## AIM
Output exactly the lines between the line that contains "of the floor" and the last line of the material, counting both.

## Named-object pointing records
──────────
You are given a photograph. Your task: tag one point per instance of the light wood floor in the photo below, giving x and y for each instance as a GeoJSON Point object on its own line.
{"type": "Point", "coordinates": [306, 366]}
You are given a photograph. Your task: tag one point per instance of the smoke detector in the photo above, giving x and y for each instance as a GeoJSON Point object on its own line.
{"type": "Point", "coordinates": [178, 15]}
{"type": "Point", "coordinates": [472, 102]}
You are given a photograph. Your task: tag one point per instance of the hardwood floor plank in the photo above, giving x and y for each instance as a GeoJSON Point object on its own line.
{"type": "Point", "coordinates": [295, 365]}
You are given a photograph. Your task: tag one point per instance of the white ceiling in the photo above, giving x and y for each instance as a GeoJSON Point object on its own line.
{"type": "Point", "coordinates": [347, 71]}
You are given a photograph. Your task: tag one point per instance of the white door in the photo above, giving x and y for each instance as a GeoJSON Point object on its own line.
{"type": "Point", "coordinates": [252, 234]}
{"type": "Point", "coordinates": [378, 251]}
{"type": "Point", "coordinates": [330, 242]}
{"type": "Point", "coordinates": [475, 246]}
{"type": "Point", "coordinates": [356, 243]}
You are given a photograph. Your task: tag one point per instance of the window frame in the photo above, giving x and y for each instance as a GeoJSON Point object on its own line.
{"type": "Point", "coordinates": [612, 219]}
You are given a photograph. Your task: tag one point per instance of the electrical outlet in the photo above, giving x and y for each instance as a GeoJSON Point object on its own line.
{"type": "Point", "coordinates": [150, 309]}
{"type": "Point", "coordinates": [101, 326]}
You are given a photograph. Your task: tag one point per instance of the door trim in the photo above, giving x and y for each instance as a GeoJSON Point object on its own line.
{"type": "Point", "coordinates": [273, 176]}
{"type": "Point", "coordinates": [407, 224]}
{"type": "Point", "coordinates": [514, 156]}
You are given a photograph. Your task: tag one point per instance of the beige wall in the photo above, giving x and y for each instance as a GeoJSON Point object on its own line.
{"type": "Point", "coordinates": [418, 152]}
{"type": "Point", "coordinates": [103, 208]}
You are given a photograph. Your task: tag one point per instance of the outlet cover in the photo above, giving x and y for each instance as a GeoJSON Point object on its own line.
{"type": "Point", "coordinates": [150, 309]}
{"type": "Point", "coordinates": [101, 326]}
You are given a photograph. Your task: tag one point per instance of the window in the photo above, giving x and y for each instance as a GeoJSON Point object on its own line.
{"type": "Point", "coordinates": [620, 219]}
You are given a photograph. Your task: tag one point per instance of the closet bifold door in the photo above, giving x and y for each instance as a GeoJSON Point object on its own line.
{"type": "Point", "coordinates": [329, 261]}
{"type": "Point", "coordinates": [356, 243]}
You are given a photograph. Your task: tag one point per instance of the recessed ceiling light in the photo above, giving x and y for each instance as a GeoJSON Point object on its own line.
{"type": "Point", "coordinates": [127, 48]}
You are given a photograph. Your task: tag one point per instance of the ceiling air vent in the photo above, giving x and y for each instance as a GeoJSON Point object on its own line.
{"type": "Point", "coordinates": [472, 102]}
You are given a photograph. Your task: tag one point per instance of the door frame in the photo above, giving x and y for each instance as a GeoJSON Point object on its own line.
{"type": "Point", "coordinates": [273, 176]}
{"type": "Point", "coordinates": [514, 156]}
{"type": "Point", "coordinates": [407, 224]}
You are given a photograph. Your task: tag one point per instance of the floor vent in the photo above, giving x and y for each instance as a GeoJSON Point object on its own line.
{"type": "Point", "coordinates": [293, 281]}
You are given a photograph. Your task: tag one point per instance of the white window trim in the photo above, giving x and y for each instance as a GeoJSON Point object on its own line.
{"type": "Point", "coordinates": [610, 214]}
──────────
## TASK RESPONSE
You are given a photograph. Your task: tag one point per instance of the floor vent in the photo above, giving x and y for each instance as a GeoJSON Point object on its own line.
{"type": "Point", "coordinates": [293, 281]}
You are given a photograph. Your task: tag one point per instance of the white window trim in the photo above, giving x and y for each instance as a GeoJSON Point object on its own line.
{"type": "Point", "coordinates": [610, 214]}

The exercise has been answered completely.